— START DATA SUPPLIED —
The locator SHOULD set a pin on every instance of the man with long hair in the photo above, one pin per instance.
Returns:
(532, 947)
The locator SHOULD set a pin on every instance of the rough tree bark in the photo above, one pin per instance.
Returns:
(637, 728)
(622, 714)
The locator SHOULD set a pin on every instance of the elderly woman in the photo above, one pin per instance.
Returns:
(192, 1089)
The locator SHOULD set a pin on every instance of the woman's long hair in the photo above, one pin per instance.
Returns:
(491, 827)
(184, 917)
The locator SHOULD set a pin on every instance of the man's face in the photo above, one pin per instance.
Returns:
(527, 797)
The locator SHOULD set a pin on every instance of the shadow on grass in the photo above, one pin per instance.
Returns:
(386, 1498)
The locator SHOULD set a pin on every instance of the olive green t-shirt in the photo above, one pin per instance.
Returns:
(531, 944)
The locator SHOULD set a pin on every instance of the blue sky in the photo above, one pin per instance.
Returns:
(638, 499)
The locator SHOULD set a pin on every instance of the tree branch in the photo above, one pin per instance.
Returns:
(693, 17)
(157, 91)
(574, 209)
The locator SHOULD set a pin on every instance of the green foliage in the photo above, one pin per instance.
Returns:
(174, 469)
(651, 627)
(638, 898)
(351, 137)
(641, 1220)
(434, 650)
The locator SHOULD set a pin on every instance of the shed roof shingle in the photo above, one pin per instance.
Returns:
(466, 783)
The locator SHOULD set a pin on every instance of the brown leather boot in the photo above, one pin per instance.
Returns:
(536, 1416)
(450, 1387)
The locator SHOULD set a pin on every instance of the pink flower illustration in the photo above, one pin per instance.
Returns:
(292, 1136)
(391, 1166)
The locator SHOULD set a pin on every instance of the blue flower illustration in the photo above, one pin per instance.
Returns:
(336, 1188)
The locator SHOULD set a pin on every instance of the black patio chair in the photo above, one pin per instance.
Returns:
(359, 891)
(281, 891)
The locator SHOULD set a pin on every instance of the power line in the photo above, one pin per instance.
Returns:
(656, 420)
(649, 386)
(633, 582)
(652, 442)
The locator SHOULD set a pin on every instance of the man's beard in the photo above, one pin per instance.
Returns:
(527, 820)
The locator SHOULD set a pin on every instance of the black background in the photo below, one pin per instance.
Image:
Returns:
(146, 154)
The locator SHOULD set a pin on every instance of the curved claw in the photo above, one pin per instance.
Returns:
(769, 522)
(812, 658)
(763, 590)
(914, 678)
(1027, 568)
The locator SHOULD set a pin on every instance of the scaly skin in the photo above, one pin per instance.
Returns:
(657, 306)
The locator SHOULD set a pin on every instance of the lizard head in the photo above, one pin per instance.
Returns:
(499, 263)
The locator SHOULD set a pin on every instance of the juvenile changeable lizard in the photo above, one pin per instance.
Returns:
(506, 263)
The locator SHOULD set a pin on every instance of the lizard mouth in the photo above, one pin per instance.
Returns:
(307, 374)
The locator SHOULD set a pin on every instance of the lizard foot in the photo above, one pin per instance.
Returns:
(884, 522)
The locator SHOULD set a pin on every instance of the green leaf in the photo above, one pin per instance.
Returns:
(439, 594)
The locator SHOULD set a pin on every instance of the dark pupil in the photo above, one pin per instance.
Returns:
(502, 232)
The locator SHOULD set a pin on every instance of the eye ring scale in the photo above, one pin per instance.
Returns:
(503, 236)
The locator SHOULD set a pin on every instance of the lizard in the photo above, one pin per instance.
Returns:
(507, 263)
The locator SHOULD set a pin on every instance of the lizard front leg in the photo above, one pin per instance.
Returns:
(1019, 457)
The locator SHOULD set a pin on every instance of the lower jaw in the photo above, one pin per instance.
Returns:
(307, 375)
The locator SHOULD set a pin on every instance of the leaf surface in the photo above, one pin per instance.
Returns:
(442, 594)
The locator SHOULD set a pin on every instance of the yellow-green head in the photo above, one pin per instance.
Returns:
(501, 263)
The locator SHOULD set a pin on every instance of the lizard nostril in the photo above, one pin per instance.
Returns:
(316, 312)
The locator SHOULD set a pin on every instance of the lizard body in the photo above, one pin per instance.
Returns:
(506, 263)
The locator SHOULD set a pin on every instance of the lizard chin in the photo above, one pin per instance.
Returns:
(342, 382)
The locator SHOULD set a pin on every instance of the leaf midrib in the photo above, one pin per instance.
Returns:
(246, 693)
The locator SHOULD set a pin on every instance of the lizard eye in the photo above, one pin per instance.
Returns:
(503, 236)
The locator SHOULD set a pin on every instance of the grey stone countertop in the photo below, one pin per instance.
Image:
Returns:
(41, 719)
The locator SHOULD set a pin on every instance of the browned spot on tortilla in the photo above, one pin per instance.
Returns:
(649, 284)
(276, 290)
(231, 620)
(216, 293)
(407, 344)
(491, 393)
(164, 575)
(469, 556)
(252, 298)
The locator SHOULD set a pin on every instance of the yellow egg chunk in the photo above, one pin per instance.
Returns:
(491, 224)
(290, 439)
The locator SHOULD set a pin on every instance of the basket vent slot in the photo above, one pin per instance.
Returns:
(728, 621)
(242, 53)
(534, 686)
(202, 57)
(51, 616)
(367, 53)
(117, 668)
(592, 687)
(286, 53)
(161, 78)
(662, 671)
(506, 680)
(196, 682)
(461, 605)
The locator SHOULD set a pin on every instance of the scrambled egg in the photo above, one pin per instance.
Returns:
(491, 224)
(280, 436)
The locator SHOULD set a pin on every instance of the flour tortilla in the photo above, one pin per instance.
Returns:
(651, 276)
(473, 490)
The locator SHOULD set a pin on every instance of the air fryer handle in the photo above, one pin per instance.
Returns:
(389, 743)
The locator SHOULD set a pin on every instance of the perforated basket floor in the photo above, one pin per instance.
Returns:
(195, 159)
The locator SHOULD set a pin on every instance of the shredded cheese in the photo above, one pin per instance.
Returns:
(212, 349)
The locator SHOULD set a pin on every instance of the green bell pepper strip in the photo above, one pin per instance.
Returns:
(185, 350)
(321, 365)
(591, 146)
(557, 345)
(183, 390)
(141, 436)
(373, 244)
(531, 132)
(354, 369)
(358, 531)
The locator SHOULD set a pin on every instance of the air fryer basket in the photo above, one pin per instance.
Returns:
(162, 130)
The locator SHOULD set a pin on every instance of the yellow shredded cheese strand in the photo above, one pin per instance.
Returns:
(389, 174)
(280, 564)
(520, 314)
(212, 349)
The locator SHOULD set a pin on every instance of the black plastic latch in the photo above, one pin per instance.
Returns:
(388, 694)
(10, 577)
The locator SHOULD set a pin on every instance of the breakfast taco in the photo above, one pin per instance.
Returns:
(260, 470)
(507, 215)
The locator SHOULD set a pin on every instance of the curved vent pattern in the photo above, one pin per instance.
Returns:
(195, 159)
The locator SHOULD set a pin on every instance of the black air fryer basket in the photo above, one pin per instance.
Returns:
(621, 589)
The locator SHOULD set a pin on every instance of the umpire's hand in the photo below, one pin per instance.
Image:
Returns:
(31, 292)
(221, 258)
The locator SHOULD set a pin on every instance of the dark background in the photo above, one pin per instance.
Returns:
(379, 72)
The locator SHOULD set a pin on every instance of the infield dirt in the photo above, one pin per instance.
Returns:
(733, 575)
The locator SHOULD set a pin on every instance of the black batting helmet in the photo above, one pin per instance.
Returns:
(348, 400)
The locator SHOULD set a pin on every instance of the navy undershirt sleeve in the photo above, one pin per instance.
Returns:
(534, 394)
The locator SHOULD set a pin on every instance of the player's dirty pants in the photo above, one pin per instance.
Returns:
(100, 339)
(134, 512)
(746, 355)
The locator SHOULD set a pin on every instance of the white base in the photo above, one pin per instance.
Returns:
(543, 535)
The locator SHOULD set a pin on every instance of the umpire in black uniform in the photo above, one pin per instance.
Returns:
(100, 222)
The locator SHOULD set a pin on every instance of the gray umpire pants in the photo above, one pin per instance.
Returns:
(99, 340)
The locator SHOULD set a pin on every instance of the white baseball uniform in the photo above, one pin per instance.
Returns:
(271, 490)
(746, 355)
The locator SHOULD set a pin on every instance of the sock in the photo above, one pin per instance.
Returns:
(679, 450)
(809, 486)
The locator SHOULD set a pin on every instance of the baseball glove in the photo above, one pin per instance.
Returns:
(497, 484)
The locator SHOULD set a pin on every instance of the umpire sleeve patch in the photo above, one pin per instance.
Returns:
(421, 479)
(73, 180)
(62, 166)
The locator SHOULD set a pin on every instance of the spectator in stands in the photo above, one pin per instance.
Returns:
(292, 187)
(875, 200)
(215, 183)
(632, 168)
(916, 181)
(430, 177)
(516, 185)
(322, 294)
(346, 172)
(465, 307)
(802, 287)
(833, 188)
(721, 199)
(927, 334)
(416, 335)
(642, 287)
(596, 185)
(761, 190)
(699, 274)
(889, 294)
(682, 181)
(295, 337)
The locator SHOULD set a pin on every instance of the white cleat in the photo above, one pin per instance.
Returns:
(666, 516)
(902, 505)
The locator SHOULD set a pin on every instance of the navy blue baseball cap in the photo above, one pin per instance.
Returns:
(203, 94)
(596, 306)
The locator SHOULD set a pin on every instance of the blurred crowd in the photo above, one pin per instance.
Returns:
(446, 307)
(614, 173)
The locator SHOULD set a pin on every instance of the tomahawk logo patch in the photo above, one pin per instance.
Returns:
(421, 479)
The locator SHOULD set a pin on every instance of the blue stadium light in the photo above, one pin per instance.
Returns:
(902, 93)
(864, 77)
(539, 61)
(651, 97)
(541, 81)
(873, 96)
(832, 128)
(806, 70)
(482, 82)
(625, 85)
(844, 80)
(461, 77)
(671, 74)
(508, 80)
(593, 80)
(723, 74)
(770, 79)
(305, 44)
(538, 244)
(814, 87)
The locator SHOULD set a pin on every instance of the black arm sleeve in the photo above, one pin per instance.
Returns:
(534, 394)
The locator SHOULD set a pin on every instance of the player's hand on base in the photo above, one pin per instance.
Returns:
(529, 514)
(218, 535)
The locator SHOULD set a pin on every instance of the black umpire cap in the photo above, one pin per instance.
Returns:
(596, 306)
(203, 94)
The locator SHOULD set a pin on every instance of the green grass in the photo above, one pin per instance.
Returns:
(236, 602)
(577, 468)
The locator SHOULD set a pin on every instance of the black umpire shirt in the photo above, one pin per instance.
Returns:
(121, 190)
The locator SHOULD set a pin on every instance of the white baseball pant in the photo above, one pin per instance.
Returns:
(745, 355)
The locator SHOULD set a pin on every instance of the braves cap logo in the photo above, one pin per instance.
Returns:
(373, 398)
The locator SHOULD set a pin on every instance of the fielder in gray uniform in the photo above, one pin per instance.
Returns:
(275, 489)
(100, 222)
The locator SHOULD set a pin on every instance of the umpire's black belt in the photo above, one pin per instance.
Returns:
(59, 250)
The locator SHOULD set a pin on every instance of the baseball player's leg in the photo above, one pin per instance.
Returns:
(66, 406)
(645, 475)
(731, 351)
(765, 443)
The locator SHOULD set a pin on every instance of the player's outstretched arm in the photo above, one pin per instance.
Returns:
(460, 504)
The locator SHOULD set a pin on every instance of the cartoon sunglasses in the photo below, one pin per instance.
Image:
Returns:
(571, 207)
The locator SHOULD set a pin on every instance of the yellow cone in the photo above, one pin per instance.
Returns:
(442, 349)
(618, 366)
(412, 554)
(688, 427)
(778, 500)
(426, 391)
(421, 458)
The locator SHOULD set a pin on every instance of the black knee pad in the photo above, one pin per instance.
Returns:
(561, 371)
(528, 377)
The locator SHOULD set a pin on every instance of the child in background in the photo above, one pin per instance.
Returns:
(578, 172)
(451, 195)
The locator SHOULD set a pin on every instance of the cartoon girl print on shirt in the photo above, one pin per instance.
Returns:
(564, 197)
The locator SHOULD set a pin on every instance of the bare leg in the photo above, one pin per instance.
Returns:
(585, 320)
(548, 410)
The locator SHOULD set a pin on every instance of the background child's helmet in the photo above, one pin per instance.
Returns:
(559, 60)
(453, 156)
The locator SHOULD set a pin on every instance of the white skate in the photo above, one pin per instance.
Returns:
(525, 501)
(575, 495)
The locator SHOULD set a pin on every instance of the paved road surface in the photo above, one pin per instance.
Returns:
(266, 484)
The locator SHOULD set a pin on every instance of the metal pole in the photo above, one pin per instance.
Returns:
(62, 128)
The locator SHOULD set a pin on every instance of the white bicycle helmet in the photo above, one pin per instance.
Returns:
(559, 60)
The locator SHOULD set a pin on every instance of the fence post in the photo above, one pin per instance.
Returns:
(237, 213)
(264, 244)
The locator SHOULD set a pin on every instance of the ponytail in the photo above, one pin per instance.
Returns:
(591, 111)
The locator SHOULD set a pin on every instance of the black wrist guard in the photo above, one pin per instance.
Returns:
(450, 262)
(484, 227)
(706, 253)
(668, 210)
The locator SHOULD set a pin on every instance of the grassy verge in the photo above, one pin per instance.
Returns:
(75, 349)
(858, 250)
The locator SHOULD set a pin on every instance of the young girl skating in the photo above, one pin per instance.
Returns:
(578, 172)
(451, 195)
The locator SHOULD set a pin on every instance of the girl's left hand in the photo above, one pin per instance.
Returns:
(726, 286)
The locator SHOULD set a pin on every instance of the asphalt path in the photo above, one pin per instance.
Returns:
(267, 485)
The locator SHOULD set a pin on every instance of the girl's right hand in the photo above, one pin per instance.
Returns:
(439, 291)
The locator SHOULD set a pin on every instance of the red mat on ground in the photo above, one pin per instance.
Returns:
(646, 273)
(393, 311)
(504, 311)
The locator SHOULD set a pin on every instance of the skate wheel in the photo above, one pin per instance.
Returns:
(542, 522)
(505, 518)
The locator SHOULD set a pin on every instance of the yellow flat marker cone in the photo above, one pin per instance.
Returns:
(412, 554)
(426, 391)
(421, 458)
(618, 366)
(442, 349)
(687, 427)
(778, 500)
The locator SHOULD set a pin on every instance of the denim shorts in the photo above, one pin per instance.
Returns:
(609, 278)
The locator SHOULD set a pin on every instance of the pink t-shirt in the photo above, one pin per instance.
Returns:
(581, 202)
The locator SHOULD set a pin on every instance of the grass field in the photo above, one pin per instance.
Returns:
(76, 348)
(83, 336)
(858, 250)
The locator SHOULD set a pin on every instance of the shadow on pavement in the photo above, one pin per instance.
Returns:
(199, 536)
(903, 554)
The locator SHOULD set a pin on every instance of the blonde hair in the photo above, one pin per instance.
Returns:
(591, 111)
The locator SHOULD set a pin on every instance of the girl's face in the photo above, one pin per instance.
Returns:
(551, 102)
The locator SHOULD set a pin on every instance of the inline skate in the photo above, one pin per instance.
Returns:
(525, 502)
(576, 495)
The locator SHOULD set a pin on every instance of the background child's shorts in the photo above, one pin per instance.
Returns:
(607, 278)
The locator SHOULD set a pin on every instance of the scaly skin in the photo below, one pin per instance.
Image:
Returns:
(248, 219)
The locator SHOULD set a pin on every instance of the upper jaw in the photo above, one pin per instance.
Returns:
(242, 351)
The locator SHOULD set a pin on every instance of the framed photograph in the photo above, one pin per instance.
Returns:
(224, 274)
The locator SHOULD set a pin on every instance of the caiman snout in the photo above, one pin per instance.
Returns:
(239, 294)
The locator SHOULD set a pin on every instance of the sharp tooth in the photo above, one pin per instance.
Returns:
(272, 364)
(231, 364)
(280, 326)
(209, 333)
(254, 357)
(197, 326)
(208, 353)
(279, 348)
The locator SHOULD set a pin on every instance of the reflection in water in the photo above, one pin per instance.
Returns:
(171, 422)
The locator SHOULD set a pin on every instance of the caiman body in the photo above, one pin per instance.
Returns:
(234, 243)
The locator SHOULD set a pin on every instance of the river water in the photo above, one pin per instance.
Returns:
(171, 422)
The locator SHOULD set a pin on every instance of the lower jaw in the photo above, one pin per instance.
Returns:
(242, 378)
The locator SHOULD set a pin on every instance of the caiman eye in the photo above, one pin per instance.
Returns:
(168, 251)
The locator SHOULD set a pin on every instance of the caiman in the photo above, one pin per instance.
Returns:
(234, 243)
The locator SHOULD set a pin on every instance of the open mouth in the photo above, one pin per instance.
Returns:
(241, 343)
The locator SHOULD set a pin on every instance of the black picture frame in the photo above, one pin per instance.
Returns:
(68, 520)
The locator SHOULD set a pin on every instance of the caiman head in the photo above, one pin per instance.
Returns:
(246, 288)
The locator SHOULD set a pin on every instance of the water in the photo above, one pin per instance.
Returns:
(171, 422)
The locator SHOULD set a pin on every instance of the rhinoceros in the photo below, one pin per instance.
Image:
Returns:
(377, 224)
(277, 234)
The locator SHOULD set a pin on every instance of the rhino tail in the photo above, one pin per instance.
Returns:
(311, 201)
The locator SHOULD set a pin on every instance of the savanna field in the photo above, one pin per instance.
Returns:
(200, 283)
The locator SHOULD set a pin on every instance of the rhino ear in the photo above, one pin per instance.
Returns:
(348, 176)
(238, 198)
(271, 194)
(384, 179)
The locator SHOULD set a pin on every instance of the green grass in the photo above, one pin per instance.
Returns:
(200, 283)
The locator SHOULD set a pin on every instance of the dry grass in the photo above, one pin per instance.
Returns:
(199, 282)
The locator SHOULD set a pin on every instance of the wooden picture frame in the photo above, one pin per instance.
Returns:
— END DATA SUPPLIED —
- [WORK TO DO]
Print again the material above, limited to the lines from the one holding "of the open" through the last, inclusive.

- [TASK SOLUTION]
The locator SHOULD set a pin on every instance of the open mouth in the photo above, one pin per instance.
Returns:
(241, 343)
The locator SHOULD set a pin on every instance of the black picture frame in the photo above, one pin per instance.
Returns:
(68, 520)
The locator SHOULD set a pin on every instance of the caiman head in the photo above, one pin per instance.
Returns:
(246, 288)
The locator SHOULD set a pin on every instance of the water in the photo above, one pin per instance.
Returns:
(171, 422)
The locator SHOULD set a pin on every instance of the rhinoceros in the photo below, one pin per instance.
Image:
Returns:
(377, 224)
(277, 234)
The locator SHOULD set a pin on every instance of the rhino tail in the photo above, one pin per instance.
Returns:
(311, 201)
The locator SHOULD set a pin on every instance of the savanna field in the photo above, one pin per instance.
Returns:
(200, 283)
The locator SHOULD set a pin on every instance of the rhino ear in the photo above, one pin per instance.
Returns:
(348, 176)
(238, 198)
(271, 194)
(384, 179)
The locator SHOULD set a pin on every instance of the green grass in the photo above, one pin per instance.
Returns:
(200, 283)
The locator SHOULD set a pin on every instance of the dry grass in the photo above, one pin per instance.
Returns:
(199, 282)
The locator SHOULD set a pin on every instance of the wooden picture frame in the photo above, one pin per instance.
Returns:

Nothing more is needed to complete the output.